━━ Input rows ━━

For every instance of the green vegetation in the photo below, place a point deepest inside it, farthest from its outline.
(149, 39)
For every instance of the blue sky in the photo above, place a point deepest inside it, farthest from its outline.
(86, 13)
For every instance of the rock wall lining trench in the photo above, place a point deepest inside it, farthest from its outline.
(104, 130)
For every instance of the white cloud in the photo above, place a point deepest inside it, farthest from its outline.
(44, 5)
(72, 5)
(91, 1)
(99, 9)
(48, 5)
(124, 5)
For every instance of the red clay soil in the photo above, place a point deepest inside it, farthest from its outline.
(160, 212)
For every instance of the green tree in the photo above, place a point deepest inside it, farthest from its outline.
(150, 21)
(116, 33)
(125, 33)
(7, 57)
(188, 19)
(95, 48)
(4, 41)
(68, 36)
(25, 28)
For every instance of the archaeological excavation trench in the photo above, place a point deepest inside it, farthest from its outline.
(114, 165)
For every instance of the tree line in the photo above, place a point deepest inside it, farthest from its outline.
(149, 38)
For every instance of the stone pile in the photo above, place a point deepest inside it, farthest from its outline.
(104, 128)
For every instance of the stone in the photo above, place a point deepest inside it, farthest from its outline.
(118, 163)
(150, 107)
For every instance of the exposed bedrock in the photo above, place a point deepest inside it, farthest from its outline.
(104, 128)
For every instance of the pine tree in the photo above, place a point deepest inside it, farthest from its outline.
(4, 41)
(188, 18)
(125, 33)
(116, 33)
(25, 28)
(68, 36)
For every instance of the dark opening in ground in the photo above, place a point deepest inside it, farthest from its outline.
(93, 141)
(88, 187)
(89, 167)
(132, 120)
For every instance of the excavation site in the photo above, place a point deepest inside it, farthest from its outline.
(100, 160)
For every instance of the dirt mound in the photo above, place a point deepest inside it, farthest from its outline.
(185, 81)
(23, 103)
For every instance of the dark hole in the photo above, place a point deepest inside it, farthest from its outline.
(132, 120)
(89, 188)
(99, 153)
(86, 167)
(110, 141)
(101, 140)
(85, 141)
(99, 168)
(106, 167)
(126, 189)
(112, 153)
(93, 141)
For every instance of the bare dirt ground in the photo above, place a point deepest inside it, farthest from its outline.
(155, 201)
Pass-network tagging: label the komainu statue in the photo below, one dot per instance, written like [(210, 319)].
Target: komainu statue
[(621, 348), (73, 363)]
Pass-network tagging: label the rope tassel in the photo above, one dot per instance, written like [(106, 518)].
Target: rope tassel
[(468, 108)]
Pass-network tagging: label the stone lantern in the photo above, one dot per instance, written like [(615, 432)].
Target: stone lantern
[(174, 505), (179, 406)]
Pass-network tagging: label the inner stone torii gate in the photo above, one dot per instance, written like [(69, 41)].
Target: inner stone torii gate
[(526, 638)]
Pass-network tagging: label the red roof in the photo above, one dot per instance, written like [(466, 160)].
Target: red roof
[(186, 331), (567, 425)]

━━━

Reproduce the items above, switching "farthest from its outline" to "farthest from its boundary" wherever it occurs and leaving everything else as it is.

◆ Result:
For every instance of the green vegetation in the photo below, place a point deepest inside it, farthest from its boundary.
(149, 39)
For every instance of the blue sky in the photo above, place a point deepest inside it, farthest from its boundary.
(86, 13)
For every instance of the rock wall lining trench in the photo above, place a point deepest inside it, farthest from its boundary.
(104, 130)
For every instance of the white cloud in the photo above, place a point deepest inside it, farthest from its boundary.
(44, 5)
(72, 5)
(91, 1)
(99, 9)
(48, 5)
(124, 5)
For every instance of the red clay soil in the photo above, place a point deepest inside it, farthest from its boundary.
(160, 212)
For every instance of the green tree in the photo above, place a point deepest inside it, farthest from its boundary.
(150, 21)
(116, 33)
(125, 33)
(7, 57)
(188, 19)
(95, 48)
(4, 41)
(68, 36)
(25, 28)
For every instance of the archaeological excavation trench in the photo above, place a point deepest inside it, farthest from its boundary.
(114, 165)
For every instance of the tree line in the photo above, place a point deepest inside it, farthest from its boundary.
(149, 38)
For every instance of the stone pile in the photo above, place a point deepest inside it, farthest from its boundary.
(104, 128)
For every instance of the stone in the photo above, place a point deepest inside it, farthest from its boundary.
(118, 163)
(150, 107)
For every instance of the exposed bedrock in the photo above, place a point deepest inside it, farthest from its boundary.
(104, 128)
For every instance of the pine tree in the photo above, place a point deepest inside it, farthest from its boundary.
(4, 41)
(188, 18)
(125, 33)
(116, 33)
(25, 28)
(68, 36)
For every instance of the dark opening in ground in the photo above, place a point deepest inside it, farthest from its boundary.
(93, 141)
(88, 187)
(89, 167)
(132, 120)
For every instance of the excavation site in the photo above, place a point deepest inside it, farthest from its boundary.
(100, 160)
For every instance of the dirt mound in the photo above, place a point deepest inside it, farthest from its boundary.
(185, 81)
(23, 103)
For every instance of the dark hole in the photo above, place a point deepest inside it, farthest from its boundary.
(132, 120)
(89, 188)
(99, 153)
(86, 167)
(110, 141)
(101, 140)
(85, 141)
(99, 168)
(106, 167)
(126, 189)
(112, 153)
(93, 141)
For every instance of the bare dirt ground in the photo above, place a point deepest inside it, farthest from its boundary.
(155, 201)
Pass-network tagging: label the komainu statue in the photo below, one dot per instance, written like [(210, 319)].
Target: komainu statue
[(621, 348), (73, 363)]
Pass-network tagging: label the rope tassel in the photo above, one dot per instance, written like [(106, 518)].
Target: rope tassel
[(468, 108)]
Pass-network tagging: label the stone lantern in the photo above, one dot per instance, written like [(615, 432)].
Target: stone lantern
[(174, 505), (179, 406)]
Pass-network tagging: label the inner stone torii gate in the photo above, one dot per instance, written like [(69, 41)].
Target: inner stone torii gate
[(526, 638)]
Pass-network tagging: label the red roof in the photo above, one dot per instance, written like [(466, 160)].
Target: red roof
[(186, 331), (567, 425)]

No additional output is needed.